Supplied passage below:
According to data released by the Clark County coroner’s office, 42 people died from drowning last year. The office investigated more than 5,300 deaths in 2023.

The National Park Service said six people drowned in the Clark County portion of Lake Mead National Recreation Area in 2023.

“The circumstances surrounding the incidents vary, but a common theme is not wearing a life jacket, swimming in the lake in windy or hazardous conditions, and cliff diving,” the NPS said in a statement.

Other fatalities in the recreation area included six people who died by suicide, seven who died in vehicle crashes and two who died in a boating crash.

Aaron Bivens’ parents vowed to spend 2024 advocating for change at Lake Mead by speaking with politicians about increasing safety procedures and weather warnings.

“There has to be some warning signals out there,” Tonnie Bivens said.

Aaron Bivens, or “Dr. Biv” as some referred to him at South Buffalo Springs Animal Hospital, had an innate connection with animals, according to his parents, who said young Aaron had cats, dogs, turtles and birds.
End of Supplied passage.
◆ What the exercise asks
Answer these questions from the piece on Clark County drownings:
1. How many deaths did the Clark County coroner's office investigate in 2023?
2. How many people died in vehicle crashes in the recreation area?
3. What did some people at South Buffalo Springs Animal Hospital call Aaron Bivens?
Data for review below:
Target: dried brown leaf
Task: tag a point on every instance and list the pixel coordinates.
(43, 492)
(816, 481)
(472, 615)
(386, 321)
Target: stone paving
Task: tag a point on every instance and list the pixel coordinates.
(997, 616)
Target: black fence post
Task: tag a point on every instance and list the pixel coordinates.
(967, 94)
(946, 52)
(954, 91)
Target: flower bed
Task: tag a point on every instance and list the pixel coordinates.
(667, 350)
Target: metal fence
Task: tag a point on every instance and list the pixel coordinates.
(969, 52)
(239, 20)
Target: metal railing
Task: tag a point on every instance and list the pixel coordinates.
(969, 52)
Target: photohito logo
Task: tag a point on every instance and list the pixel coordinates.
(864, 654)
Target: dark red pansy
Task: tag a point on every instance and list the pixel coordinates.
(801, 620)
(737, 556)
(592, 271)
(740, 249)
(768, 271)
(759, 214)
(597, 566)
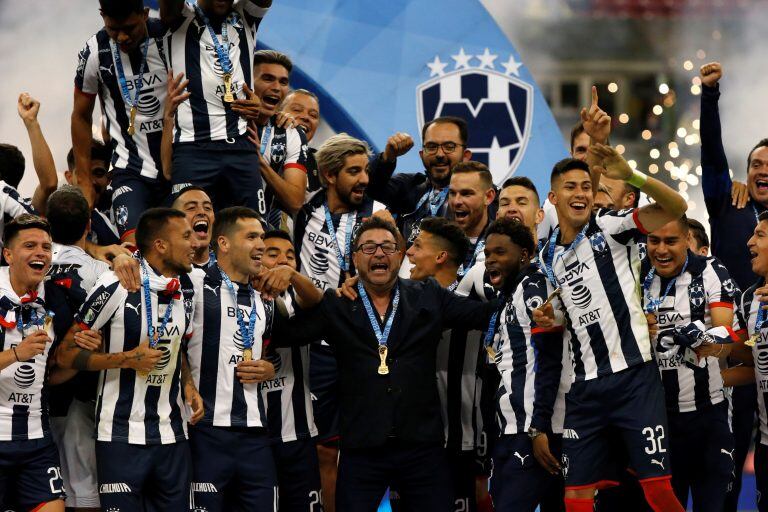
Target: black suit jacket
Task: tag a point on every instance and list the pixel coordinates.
(404, 403)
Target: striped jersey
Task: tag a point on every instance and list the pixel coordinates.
(704, 285)
(131, 407)
(747, 307)
(24, 393)
(217, 347)
(205, 116)
(11, 206)
(600, 290)
(286, 397)
(515, 343)
(97, 74)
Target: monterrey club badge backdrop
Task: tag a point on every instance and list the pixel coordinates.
(380, 67)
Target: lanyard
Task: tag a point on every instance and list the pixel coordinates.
(381, 337)
(549, 263)
(151, 333)
(246, 332)
(121, 73)
(652, 305)
(343, 258)
(226, 64)
(436, 200)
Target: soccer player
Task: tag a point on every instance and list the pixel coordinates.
(141, 429)
(304, 106)
(288, 401)
(594, 261)
(74, 401)
(679, 288)
(198, 208)
(413, 196)
(125, 65)
(386, 340)
(730, 228)
(323, 236)
(34, 314)
(212, 44)
(282, 150)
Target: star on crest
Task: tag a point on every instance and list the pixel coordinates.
(486, 59)
(462, 60)
(436, 67)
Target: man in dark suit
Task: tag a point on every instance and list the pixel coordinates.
(385, 344)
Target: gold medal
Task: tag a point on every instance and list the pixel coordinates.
(383, 368)
(131, 123)
(228, 96)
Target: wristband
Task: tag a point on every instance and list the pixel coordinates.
(637, 179)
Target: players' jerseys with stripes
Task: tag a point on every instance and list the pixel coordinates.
(205, 116)
(11, 206)
(748, 306)
(133, 407)
(599, 279)
(23, 390)
(284, 148)
(286, 397)
(97, 74)
(705, 284)
(217, 347)
(316, 251)
(515, 344)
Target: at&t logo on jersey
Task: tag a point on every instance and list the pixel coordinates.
(497, 105)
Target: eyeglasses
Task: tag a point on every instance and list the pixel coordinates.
(431, 148)
(371, 247)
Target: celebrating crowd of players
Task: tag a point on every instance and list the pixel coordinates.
(215, 316)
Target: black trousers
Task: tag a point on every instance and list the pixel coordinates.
(419, 472)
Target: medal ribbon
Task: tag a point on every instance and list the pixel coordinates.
(245, 331)
(652, 305)
(148, 307)
(132, 103)
(226, 64)
(381, 337)
(549, 263)
(343, 258)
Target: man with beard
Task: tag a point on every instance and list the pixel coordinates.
(143, 362)
(386, 341)
(323, 236)
(414, 196)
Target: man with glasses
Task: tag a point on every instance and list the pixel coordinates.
(385, 344)
(413, 196)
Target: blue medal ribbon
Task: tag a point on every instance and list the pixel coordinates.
(226, 64)
(246, 332)
(549, 263)
(381, 337)
(151, 333)
(652, 305)
(132, 103)
(343, 258)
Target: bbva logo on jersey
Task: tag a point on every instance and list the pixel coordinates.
(498, 107)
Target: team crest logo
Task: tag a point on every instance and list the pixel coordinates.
(121, 215)
(497, 105)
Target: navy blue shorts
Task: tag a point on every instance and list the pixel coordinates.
(29, 473)
(701, 444)
(233, 469)
(228, 171)
(518, 482)
(323, 384)
(143, 477)
(298, 476)
(630, 404)
(132, 194)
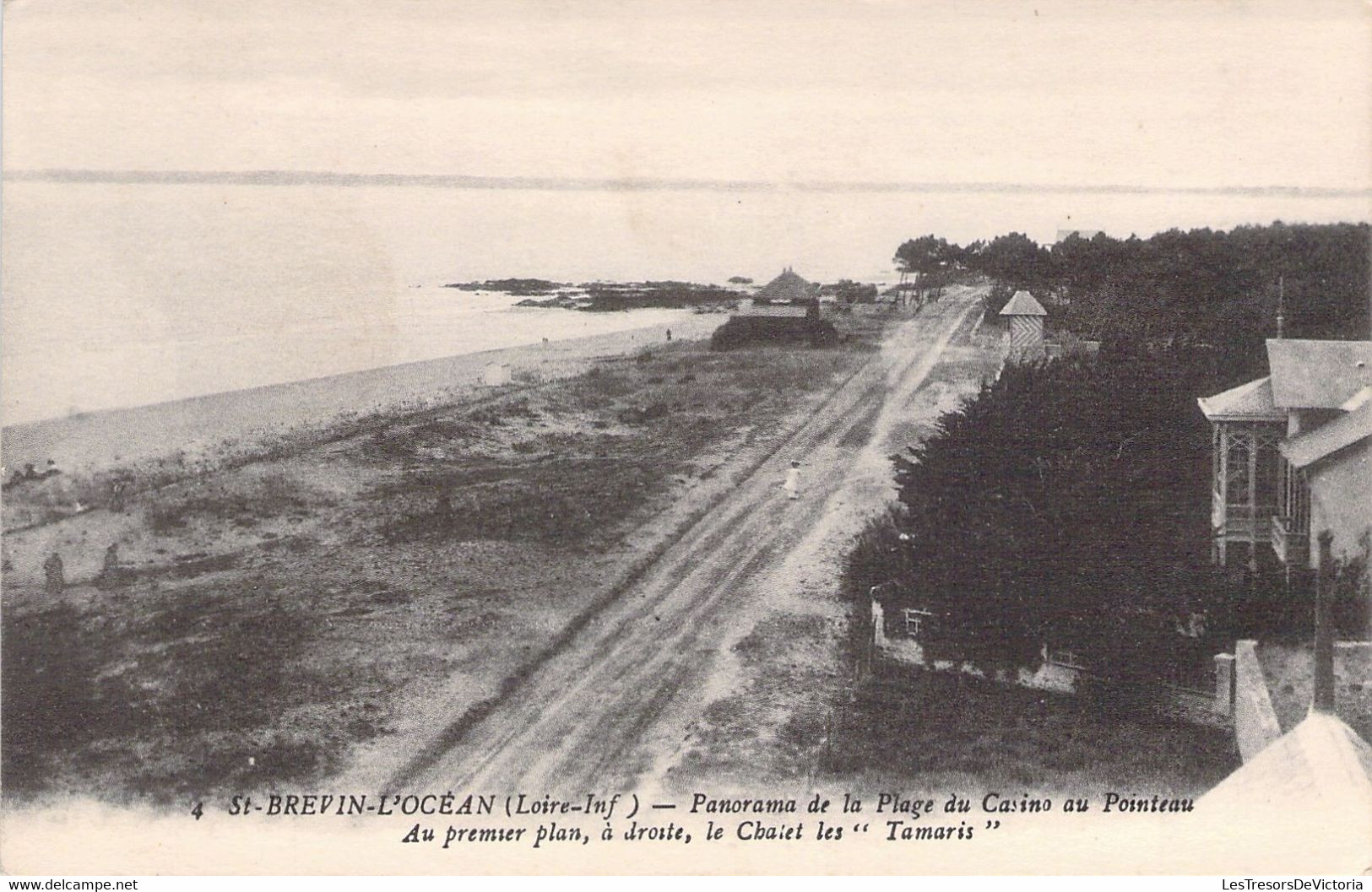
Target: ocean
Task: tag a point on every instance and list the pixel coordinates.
End of Data for review.
◆ Task answer
1. More than 5,300
2. Seven
3. "Dr. Biv"